• 原文摘錄
══════════════════════════════

JSON & JSONB 資料類型操作 - AnalyticDB for PostgreSQL

JSON 類型幾乎已成為互連網及物聯網（IoT）的基礎資料類型，AnalyticDB PostgreSQL資料庫對JSON資料類型做了完善的支援。並且AnalyticDB PostgreSQL 6.0版支援JSONB類型。

這部分介紹對JSON & JSONB資料類型的操作，包括：

JSON & JSONB的異同
JSON輸入輸出文法
JSON操作符
JSONB操作符
JSON建立函數
JSON處理函數
JSONB建立索引

具體協議請參見 JSON 官網。

JSON & JSONB的異同

JSON和JSONB類型在使用上幾乎完全一致，兩者的區別主要在儲存上，json資料類型直接儲存輸入文本的完全的拷貝，JSONB資料類型以二進位格式進行儲存。同時JSONB相較於JSON更高效，處理速度提升非常大，且支援索引，一般情況下，AnalyticDB PostgreSQL 6.0版都建議使用JSONB類型替代JSON類型

JSON輸入輸出文法

AnalyticDB PostgreSQL支援的JSON資料類型的輸入和輸出文法詳見RFC 7159。

一個JSON數值可以是一個簡單值（數字、字串、true/null/false），數組，對象。下列都是合法的JSON運算式：

-- 簡單標量/簡單值
-- 簡單值可以是數字、帶引號的字串、true、false或者null
SELECT '5'::json;

-- 零個或者更多個元素的數組（元素類型可以不同）
SELECT '[1, 2, "foo", null]'::json;

-- 含有鍵/值對的對象
-- 注意對象的鍵必須總是帶引號的字串
SELECT '{"bar": "baz", "balance": 7.77, "active": false}'::json;

-- 數組和對象可以任意嵌套
SELECT '{"foo": [true, "bar"], "tags": {"a": 1, "b": null}}'::json;

以上的JSON類型都可以寫成JSONB類型的運算式，例如：

-- 簡單標量/簡單值,轉化為jsonb類型
SELECT '5'::jsonb;

JSON操作符

下表說明了可以用於JSON & JSONB資料類型的操作符。

══════════════════════════════

• 提供資料列
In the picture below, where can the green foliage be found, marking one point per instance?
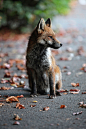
(18, 13)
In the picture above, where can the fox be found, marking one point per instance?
(43, 74)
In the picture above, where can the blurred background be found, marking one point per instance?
(23, 15)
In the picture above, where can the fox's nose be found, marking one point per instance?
(60, 44)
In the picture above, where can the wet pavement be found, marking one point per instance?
(72, 60)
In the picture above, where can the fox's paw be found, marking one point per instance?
(58, 93)
(33, 95)
(52, 96)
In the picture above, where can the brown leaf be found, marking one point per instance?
(20, 96)
(12, 99)
(77, 113)
(20, 106)
(7, 74)
(83, 105)
(1, 104)
(32, 105)
(16, 117)
(75, 84)
(63, 106)
(46, 108)
(5, 88)
(64, 58)
(74, 91)
(16, 123)
(84, 92)
(6, 66)
(62, 91)
(4, 80)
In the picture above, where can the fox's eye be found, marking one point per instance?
(50, 37)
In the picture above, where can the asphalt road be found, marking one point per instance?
(72, 116)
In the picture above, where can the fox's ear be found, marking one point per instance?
(41, 25)
(48, 22)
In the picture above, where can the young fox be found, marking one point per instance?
(43, 73)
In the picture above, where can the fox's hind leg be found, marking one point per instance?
(32, 81)
(52, 84)
(58, 87)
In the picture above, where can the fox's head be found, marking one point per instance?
(46, 35)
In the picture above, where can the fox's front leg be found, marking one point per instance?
(52, 84)
(32, 82)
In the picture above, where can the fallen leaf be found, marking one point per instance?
(83, 105)
(63, 106)
(84, 92)
(79, 73)
(35, 101)
(65, 93)
(46, 108)
(74, 91)
(68, 73)
(13, 84)
(16, 123)
(12, 99)
(32, 105)
(5, 88)
(20, 96)
(20, 106)
(81, 102)
(62, 91)
(16, 117)
(6, 66)
(77, 113)
(7, 74)
(1, 104)
(64, 58)
(4, 80)
(80, 50)
(75, 84)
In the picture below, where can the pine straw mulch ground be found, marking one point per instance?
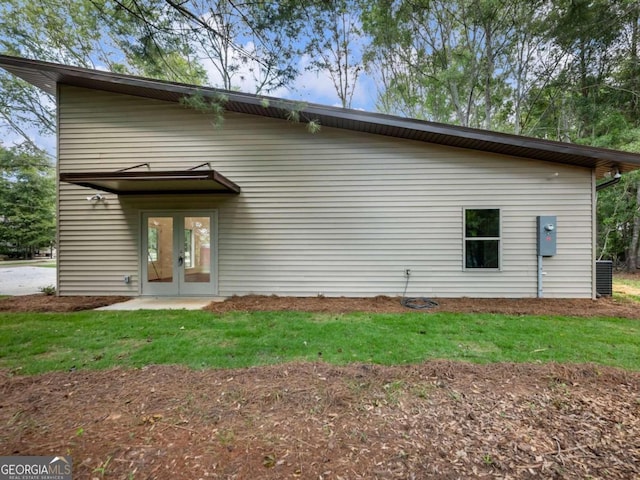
(51, 303)
(315, 421)
(602, 307)
(440, 420)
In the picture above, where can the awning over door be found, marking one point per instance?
(160, 182)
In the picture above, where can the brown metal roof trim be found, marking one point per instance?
(46, 75)
(147, 183)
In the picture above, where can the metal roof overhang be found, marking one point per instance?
(47, 75)
(147, 183)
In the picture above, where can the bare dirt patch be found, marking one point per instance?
(316, 421)
(439, 419)
(602, 307)
(51, 303)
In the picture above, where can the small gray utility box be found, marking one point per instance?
(547, 234)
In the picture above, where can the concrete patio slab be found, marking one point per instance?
(163, 303)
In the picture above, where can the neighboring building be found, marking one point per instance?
(260, 205)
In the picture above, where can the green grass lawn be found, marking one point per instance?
(29, 263)
(35, 343)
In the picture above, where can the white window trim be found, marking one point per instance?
(464, 240)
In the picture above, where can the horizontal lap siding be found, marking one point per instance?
(335, 213)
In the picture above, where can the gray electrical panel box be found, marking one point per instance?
(547, 234)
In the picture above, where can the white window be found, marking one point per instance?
(482, 238)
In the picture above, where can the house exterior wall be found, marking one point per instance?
(332, 213)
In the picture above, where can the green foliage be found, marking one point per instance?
(27, 202)
(36, 343)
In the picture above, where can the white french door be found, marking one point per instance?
(179, 253)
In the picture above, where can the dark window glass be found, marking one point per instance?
(482, 238)
(482, 253)
(482, 223)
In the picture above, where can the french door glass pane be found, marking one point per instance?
(197, 249)
(160, 249)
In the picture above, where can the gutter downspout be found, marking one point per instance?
(606, 184)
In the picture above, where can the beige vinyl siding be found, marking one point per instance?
(335, 213)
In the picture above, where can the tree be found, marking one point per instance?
(85, 33)
(333, 41)
(27, 202)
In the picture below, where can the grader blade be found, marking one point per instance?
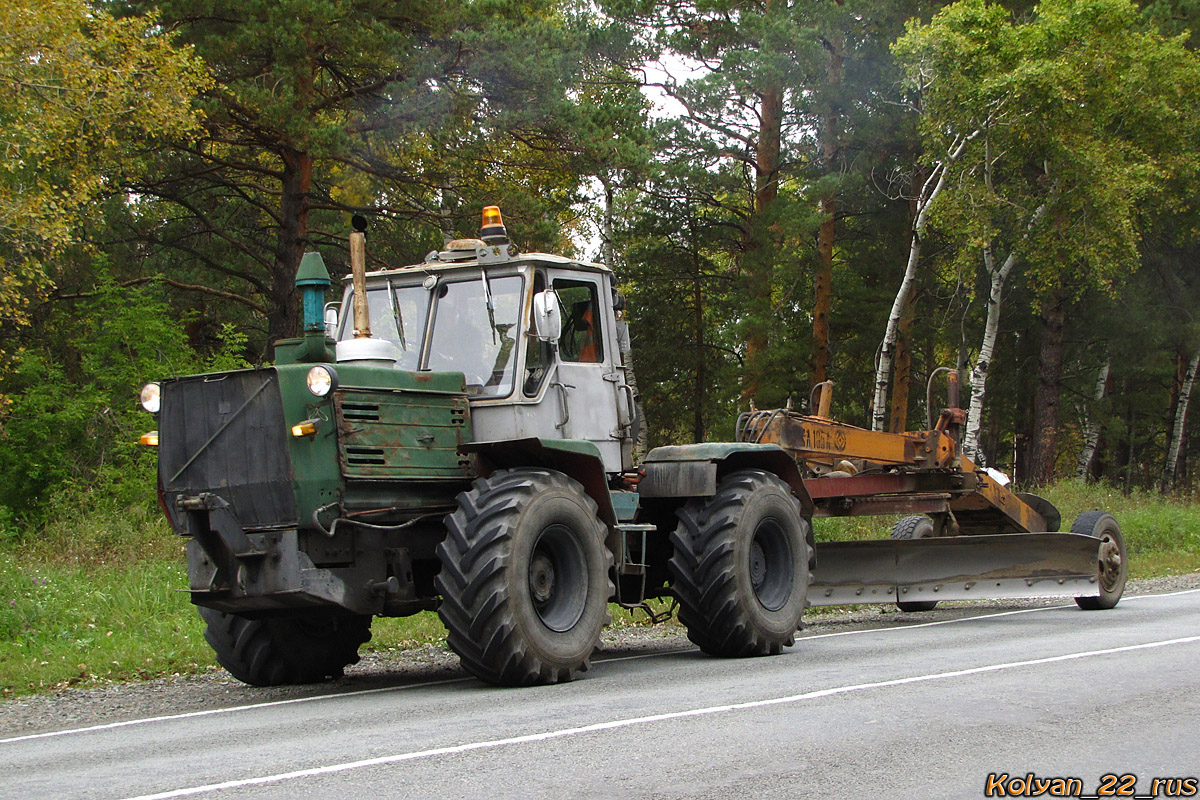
(955, 567)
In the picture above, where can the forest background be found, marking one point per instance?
(790, 191)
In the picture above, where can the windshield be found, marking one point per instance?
(474, 328)
(474, 340)
(397, 314)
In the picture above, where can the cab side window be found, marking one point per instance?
(539, 355)
(582, 335)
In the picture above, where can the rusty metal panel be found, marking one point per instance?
(401, 434)
(679, 479)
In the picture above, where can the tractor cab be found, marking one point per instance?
(535, 337)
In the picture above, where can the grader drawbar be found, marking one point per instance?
(463, 441)
(964, 535)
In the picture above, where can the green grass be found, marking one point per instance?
(97, 595)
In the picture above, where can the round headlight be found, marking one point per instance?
(322, 380)
(151, 397)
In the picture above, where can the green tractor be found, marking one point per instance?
(459, 434)
(462, 440)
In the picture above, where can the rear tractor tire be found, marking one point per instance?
(1111, 558)
(741, 566)
(915, 527)
(305, 648)
(525, 578)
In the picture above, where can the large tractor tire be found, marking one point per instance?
(741, 566)
(304, 648)
(525, 578)
(915, 527)
(1113, 561)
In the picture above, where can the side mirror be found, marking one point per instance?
(547, 319)
(331, 319)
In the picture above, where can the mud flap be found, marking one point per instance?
(955, 567)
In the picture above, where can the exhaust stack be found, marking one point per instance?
(359, 277)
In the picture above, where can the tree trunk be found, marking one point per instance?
(699, 400)
(899, 414)
(760, 258)
(1045, 398)
(991, 330)
(822, 283)
(606, 252)
(1181, 411)
(293, 238)
(930, 187)
(1092, 429)
(822, 292)
(987, 347)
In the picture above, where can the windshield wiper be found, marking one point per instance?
(491, 304)
(396, 314)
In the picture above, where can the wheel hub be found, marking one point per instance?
(757, 565)
(541, 578)
(558, 578)
(1109, 563)
(771, 565)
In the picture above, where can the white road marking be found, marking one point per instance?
(251, 707)
(646, 720)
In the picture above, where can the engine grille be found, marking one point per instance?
(226, 434)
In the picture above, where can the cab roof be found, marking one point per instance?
(475, 264)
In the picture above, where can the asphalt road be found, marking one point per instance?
(909, 709)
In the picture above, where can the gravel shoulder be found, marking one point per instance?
(187, 693)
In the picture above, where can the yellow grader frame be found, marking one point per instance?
(982, 540)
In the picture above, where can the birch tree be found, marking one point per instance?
(1092, 427)
(924, 202)
(1175, 445)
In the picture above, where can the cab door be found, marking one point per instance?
(589, 386)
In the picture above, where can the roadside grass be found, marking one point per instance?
(96, 596)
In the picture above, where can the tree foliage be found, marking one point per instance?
(82, 96)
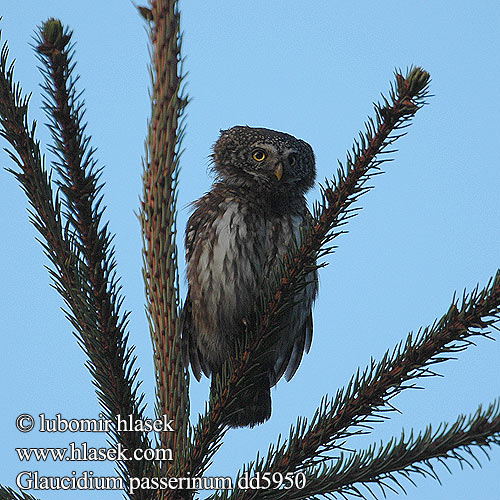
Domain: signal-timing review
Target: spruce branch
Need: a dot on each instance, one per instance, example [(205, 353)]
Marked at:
[(384, 466), (369, 393), (80, 251), (161, 168), (406, 97)]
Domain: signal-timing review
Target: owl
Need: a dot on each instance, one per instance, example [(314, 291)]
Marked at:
[(235, 239)]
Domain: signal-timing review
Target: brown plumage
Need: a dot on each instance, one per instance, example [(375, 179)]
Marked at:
[(234, 239)]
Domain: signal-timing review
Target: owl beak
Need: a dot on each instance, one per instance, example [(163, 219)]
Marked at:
[(278, 171)]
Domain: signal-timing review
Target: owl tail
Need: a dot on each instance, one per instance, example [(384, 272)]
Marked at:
[(253, 406)]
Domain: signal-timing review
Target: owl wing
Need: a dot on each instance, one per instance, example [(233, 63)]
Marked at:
[(288, 363)]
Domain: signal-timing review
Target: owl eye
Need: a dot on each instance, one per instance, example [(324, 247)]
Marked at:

══════════════════════════════

• 題目要求
依據原文摘錄，JSON 與 JSONB 兩種類型的區別主要在哪一方面？ 這些資料列與本題毫無關係。

• 輸出結果
主要在儲存方式上：JSON 直接儲存輸入文本的完整拷貝，JSONB 則以二進位格式儲存。